DATASET ENTRIES below:

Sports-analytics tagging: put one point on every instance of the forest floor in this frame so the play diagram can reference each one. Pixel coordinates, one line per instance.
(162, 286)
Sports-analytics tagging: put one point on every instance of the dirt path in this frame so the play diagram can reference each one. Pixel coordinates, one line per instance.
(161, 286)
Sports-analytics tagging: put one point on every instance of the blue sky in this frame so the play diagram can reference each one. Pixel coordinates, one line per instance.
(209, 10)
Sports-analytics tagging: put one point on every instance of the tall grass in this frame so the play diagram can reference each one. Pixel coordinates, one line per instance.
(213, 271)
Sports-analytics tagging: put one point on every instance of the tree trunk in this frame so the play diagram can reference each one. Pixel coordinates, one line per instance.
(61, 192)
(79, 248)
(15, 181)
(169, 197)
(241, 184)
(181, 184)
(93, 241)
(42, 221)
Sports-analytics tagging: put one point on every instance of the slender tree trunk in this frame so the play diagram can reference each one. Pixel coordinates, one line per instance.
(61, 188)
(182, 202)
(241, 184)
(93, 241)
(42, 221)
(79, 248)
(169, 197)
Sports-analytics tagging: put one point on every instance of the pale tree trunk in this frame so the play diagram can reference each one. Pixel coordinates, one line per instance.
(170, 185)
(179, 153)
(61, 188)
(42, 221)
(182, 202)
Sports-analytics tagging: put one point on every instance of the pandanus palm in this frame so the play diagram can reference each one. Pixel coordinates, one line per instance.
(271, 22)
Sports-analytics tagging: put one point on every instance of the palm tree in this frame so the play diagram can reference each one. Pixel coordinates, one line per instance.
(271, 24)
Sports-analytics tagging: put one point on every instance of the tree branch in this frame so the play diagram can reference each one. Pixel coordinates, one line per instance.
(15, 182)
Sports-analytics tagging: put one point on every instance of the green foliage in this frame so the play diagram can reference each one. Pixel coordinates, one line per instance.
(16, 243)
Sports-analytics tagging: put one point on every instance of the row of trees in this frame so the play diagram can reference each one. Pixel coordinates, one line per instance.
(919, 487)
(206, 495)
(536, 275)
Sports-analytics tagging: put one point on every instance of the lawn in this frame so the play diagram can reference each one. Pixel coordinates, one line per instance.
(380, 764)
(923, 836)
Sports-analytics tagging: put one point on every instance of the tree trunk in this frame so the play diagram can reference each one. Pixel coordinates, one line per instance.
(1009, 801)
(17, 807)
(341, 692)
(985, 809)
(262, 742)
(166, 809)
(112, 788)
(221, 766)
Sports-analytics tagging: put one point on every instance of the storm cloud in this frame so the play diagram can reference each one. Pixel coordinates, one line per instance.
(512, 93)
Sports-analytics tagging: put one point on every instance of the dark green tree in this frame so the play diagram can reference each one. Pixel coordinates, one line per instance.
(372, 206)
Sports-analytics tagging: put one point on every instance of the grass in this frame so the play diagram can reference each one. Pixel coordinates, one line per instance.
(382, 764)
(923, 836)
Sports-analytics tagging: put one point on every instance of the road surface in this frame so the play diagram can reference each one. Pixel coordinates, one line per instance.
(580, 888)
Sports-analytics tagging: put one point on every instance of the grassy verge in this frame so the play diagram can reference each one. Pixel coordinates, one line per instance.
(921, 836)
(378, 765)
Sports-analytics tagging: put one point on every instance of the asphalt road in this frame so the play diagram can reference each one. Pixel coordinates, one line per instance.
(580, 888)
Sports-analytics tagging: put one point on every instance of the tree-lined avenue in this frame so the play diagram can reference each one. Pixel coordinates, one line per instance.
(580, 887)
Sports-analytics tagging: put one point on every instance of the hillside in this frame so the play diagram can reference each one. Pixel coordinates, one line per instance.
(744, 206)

End of DATASET ENTRIES.

Please transcribe the full listing exactly, down to the last line.

### ANSWER BOX
Sports-analytics tagging: put one point on every instance of the forest floor in this frame so the play diagram can reference each one. Pixel coordinates, one line per instance.
(162, 286)
Sports-analytics tagging: put one point on every instance of the dirt path in this frame so the play diagram can reference each one. Pixel coordinates, one line per instance.
(161, 286)
Sports-analytics tagging: put one point on every instance of the blue sky in this frame so the play diagram can reference each one. Pixel coordinates, one line per instance.
(209, 10)
Sports-analytics tagging: put one point on every instance of the tall grass in this frame so the play diagram can reference each one. Pixel coordinates, one line per instance.
(213, 271)
Sports-analytics tagging: put one point on every instance of the tree trunk in this frame so the play diagram can reference each one. Pixel coordinates, one line per instance.
(61, 192)
(79, 248)
(15, 181)
(169, 197)
(241, 184)
(181, 184)
(93, 241)
(42, 221)
Sports-analytics tagging: put one point on every instance of the slender tree trunk in this frame so the play diagram can reference each one. Pixel coordinates, one line per instance.
(61, 188)
(182, 202)
(241, 184)
(93, 241)
(42, 221)
(79, 248)
(169, 197)
Sports-analytics tagging: put one point on every instance of the pale tree trunk in this frame so the play diagram can reference each one. Pixel coordinates, one line per instance.
(170, 185)
(179, 153)
(61, 188)
(42, 221)
(182, 202)
Sports-analytics tagging: put one point on every instance of the pandanus palm in this frame so the play diagram can reference each one. Pixel coordinates, one line per instance.
(271, 22)
Sports-analytics tagging: put one point on every instance of the palm tree in this frame so the play diagram can reference each one. Pixel coordinates, one line per instance.
(271, 24)
Sports-analytics tagging: put one point on every instance of the tree branch in this frame so the play diagram can reference each one. Pixel coordinates, one line per instance.
(15, 182)
Sports-analytics tagging: put one point on every instance of the green foliage in this frame so the play diagram can reference each one. Pixel coordinates, one line per instance.
(16, 243)
Sports-analytics tagging: put one point on every instance of the row of trees in this frame so the play diagram can reference each one. Pixel coordinates, one line per instance.
(919, 487)
(206, 495)
(536, 275)
Sports-analytics tagging: put one point on every instance of the lawn in this frame so the play diagram can reference each one. Pixel coordinates, one line per instance.
(380, 764)
(923, 836)
Sports-analytics tagging: put one point on every instance of the tree trunk in this frame so the play diagram can reference each one. Pixel coordinates, one line per instance.
(1009, 801)
(17, 807)
(341, 692)
(985, 809)
(262, 742)
(166, 809)
(112, 788)
(221, 766)
Sports-analytics tagging: put one point on every instance of the storm cloud in this frame so the play diagram can reference each one. Pixel coordinates, one line per instance.
(512, 93)
Sports-analytics tagging: put one point on every instance of the dark green tree in this frame so the play diagram can reference each one. Pixel coordinates, one line per instance.
(372, 206)
Sports-analytics tagging: put one point on every instance of the grass in this frame so the play diagram can reference each one. Pixel coordinates, one line per instance.
(382, 764)
(923, 836)
Sports-analytics tagging: put one point on every instance of the road surface in this frame so the play diagram can reference each one. Pixel coordinates, one line per instance.
(580, 888)
Sports-analytics tagging: put one point on every instance of the grassy verge in this frame so the play diagram can reference each one. Pixel coordinates, one line per instance.
(921, 836)
(378, 765)
Sports-analytics tagging: put one point on every instance of the asphalt road in this frame so the play diagram can reference each one. Pixel coordinates, one line per instance.
(580, 888)
Sports-analytics tagging: put one point on every instance of the tree-lined avenue in this frame so the play diagram can reference each one. Pixel coordinates, one line per instance.
(580, 887)
Sports-analytics tagging: put one point on every instance of the hillside in this frame so the play diagram can reference each one. Pixel coordinates, one line per instance.
(744, 206)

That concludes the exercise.